══ SUPPLIED INFORMATION ══

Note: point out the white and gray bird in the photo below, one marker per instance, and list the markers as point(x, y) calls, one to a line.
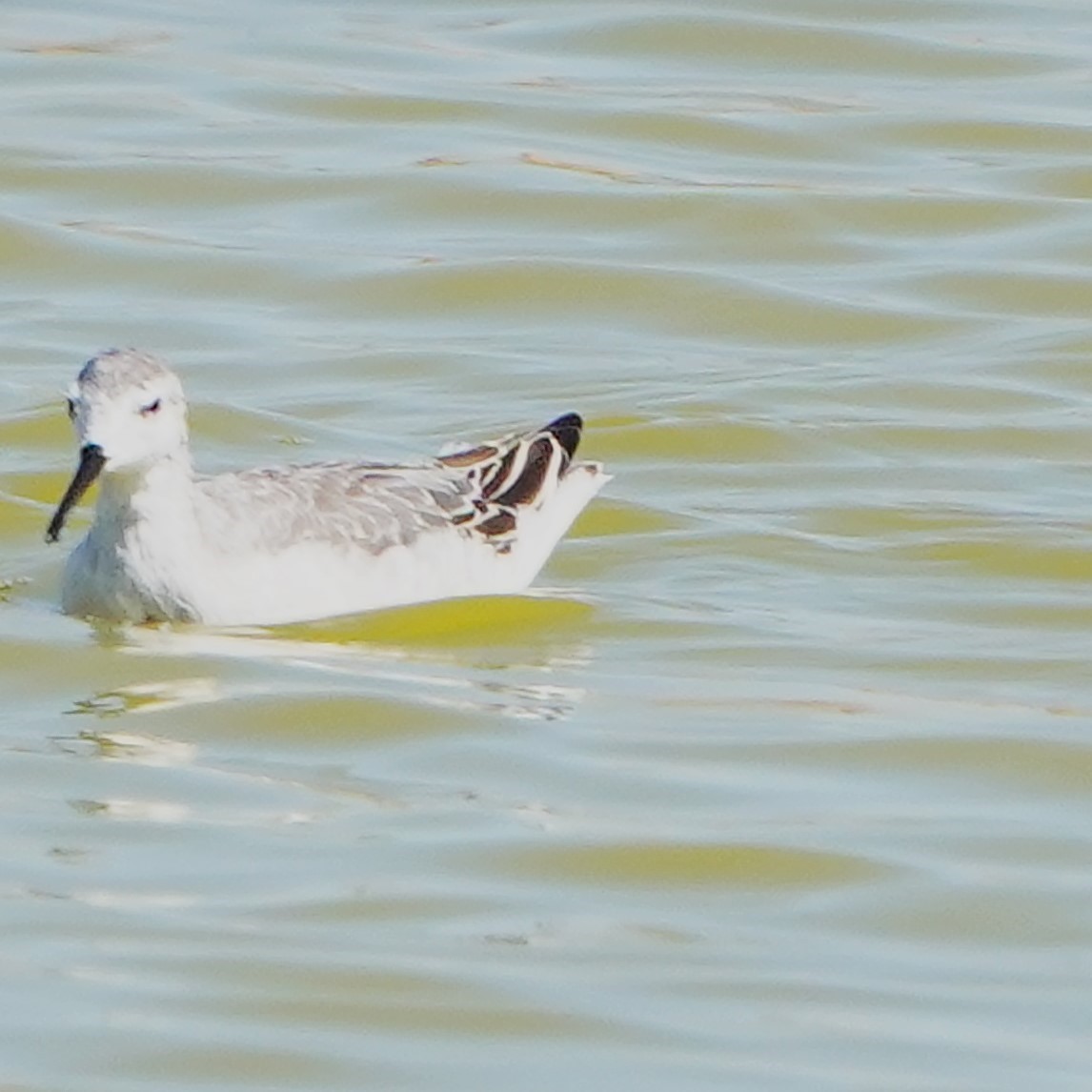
point(293, 543)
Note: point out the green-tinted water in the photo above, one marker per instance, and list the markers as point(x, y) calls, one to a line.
point(786, 780)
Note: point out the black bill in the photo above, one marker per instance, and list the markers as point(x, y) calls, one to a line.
point(91, 462)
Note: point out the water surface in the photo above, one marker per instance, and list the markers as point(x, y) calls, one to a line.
point(782, 779)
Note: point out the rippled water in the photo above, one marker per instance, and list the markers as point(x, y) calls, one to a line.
point(783, 780)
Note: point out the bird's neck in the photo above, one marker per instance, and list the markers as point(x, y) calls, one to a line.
point(161, 493)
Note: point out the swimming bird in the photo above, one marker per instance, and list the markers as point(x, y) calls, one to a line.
point(285, 544)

═══

EXERCISE DETAILS: Write out every record exactly. Leave the pictures out.

RESULT:
Note: point out the white and gray bird in the photo below, one marker per instance, and list the markers as point(x, y) calls, one to a line.
point(293, 543)
Note: point out the green-tinted water in the photo above, one marker per instance, and list the markers as point(x, y) calls, one to a line.
point(786, 780)
Note: point out the black bill in the photo above, one marker per instance, and list the markers as point(x, y) calls, one to a line.
point(91, 462)
Note: point out the water surface in the photo above, one marker per instance, and list the markers as point(x, y) calls, one to a line.
point(782, 779)
Note: point out the rippled water in the photo above, one marker per instance, and list the markers as point(x, y) calls, one to a line.
point(783, 780)
Note: point out the bird's neck in the photo above, one marker per instance, and list the markers as point(x, y) calls, one to a line.
point(161, 493)
Note: point out the swimming bird in the photo above, one marker per instance, and list the markers as point(x, y) calls, one to a line.
point(285, 544)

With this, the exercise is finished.